### REQUIREMENTS
1/ Answer these questions from the passage about the dead buried beneath great cities, one answer per line:
(a) How many skulls are arranged in the catacombs of Paris?
(b) How many churchyards do the parishes of England contain?
(c) Over what span of time must not less than fifteen millions of bodies have been mingled with the dust of Rome?
2/ Reproduce word for word the part of the passage about the dead buried beneath great cities from "on one spot" up to and including "beyond the living.".
3/ Extend the passage about the dead buried beneath great cities, beginning right after its final sentence.

### SELECTED PASSAGE
The city of Nineveh must have been inhabited, through several ages, by more than five hundred thousand persons; and probably its mounds look down upon what remains of six or seven millions. A still vaster multitude is covered by the desolate plain of Babylon. Not less than fifteen millions of bodies must, in the space of twenty-five centuries, have been mingled with the dust of Christian and Pagan Rome. At least half as many more must sleep under the new Rome of Constantine. Some of the great capitals of the remote East bury several millions in a century. But, in truth, the bones of hosts more numerous than ever stood living

on one spot have been laid beneath many a fair town whose inhabitants may scarce ever have thought how the progress of ages had made their home so prodigious a sepulchre. Two millions of skulls are arranged in the catacombs of Paris. The ten thousand parishes of England contain ten thousand churchyards; and the clay of every churchyard contains a part of thousands of frames, once warm and buoyant. It is enough to make the simple comparison between the present population of any old district or town, and its collective population in all the past; and the mind will grasp the superior number of the dead beyond the living.

### SOURCE MATERIAL

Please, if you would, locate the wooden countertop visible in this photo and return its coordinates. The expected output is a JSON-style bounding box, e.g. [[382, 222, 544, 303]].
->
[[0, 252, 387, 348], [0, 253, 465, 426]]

### RESPONSES
1/
(a) Two millions
(b) Ten thousand
(c) Twenty-five centuries

2/
on one spot have been laid beneath many a fair town whose inhabitants may scarce ever have thought how the progress of ages had made their home so prodigious a sepulchre. Two millions of skulls are arranged in the catacombs of Paris. The ten thousand parishes of England contain ten thousand churchyards; and the clay of every churchyard contains a part of thousands of frames, once warm and buoyant. It is enough to make the simple comparison between the present population of any old district or town, and its collective population in all the past; and the mind will grasp the superior number of the dead beyond the living.

3/
"All that tread

The globe, are but a handful to the tribes

That slumber in its bosom."

The surface of the earth, so far as it is dry land, is estimated at nearly forty millions of square miles. If twenty-eight thousands of millions of inhabitants have sojourned upon it, and could once more be distributed over it, every square mile would receive seven hundred persons. The average population of England is about two hundred and sixty for a square mile, that of the whole territory of the United States less than eight. Could the dead live again upon the earth, they would make every spot almost three times as populous as the British isles, and almost a hundred fold more than the American Republic.

On individuals so numberless the decree that sends man to his dust has already passed into execution. The dead exceed fivefold the minutes since the creation; and in the last hour more than three thousand bodies must have fallen. Every year, one individual amongst

twenty-seven dies in Russia and in the city of New York: one amongst thirty in Greece: one amongst thirty-two in Sicily: one amongst thirty-six in Prussia : one amongst thirty-nine in France and Holland: one amongst forty-two in Philadelphia: one amongst fortythree in Belgium: one amongst fifty-three in England. Till the end of time this mighty train must be swelled by all who shall live: the extent of the procession can be known only when it has completely passed. So immeasurable has been the triumph of the last enemy of man, while but those two exceptions forbid us to name it universal. One was “translated that he should not see death;" the other "went up by a whirlwind into heaven," with "a chariot of fire, and horses of fire;" that what, in the last day, shall be seen in millions, might already have been recorded of more than

one.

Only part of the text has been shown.